■ Problem to solve
In the Z39.50 Utility attribute set draft, what cost may be assumed for the Cost to Retrieve Record access point when the server does not charge for retrieval?

■ Passage provided
● ● ●

Z39.50
Utility
Attribute Set
Draft 3
July 1999
Status: The initial version of the Utility set will be defined following the August ZIG meeting. Changes resulting from discussion at the meeting will be applied, numbers will be assigned to the attribute values, and an object identifier will be assigned. This draft, draft 3, is essentially unchanged from a preliminary version of draft 3 issued May 21 (with comments solicited by July 1). There were no comments.
The Utility attribute set defines values for the attribute types defined for Class 1, as specified by the Z39.50 Attribute Architecture .
Both the Utility set and the Cross Domain set define values that are independent of any particular domain or community -- values that would otherwise need to be defined in several attribute sets.
The Utility set defines commonly used values for the Class 1 types, as well as metatdata access points for records, as distinguished from metatdata access points for resources; the latter is the province of the Cross Domain set.
This distinction between record and resource is illustrated by the example of a MARC record that describes a document. The MARC record is the "record" and the document is the "resource". This does not mean that the attribute architecture (or that Class 1) models record and resource as always distinct. When the record is the resource (e.g. in a document database) the metadata access points are the province of the Cross Domain set.
For example, 'Language' is an access point in both sets. Utility set Access Point attribute 'Language' refers to the language of the database record, while Cross Domain set Access Point attribute 'Language' refers to the value of the language field.
A MARC record, created in English, might describe a French book. The Utility Access Point attribute Language would refer to the language of the MARC record, while the Cross Domain Access Point attribute Language would refer to the language of the book (English and French, respectively).
Following is a list of the Class 1 attribute types, and for each type, the values defined by the Utility set.
- Access Point
- Record Date
A date associated with the record. May be used in conjunction with a semantic qualifier, such as: "date/time created", "date/time last modified", or "date/time last reviewed", or it may be used unqualified, in which case it it a date/time associated with the record, assigned by the server.
- Record Creator
A name, identifying the creator of the database record. May be qualified in the same manner as the Access Point value 'Name' in the Cross Domain set.
- Language of Record
Based on RFC 1766
- Local Control Number of Record
A string (integer or character string) assigned by the server that uniquely identifies a record in the database.
- Cost to Retrieve Record
The cost that the client will incur if it subsequently retrieves the full record. This access point may be used for example to limit a search to records where the cost of retrieval is less than a specified amount. (When the server does not charge for retrieval a cost of zero may be assumed.)
- Record Format
The format of the database record. This access point may be used to limit the results to include records of a specific format.
- Score
See Rank.

● ● ●

■ Dataset entries
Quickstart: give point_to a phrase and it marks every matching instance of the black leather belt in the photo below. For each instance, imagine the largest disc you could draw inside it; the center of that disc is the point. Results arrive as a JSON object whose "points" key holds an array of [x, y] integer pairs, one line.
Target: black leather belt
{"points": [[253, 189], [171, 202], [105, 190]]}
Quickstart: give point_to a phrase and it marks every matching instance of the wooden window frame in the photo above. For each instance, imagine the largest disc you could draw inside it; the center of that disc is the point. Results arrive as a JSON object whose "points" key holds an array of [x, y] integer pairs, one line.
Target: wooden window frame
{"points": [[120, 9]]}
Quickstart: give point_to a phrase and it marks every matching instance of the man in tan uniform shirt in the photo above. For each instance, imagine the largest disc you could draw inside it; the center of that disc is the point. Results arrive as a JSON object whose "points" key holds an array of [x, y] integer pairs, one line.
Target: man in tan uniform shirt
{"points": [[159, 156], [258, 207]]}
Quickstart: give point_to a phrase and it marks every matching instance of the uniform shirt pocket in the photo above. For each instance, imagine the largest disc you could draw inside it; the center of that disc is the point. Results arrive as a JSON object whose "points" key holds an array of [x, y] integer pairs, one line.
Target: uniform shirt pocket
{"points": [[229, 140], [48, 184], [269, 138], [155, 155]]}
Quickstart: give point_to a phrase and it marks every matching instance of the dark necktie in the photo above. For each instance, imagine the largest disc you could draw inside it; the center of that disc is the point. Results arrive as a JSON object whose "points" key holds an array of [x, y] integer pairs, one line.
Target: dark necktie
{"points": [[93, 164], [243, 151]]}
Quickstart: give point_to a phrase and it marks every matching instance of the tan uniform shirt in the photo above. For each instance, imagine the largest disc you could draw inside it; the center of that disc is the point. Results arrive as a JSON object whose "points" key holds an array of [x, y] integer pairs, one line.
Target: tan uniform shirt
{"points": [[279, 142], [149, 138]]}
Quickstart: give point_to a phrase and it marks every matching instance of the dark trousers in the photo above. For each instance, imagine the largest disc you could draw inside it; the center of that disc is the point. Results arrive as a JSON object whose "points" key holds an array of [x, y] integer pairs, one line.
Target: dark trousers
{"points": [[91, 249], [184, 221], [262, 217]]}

● ● ●

■ Problem solution
A cost of zero.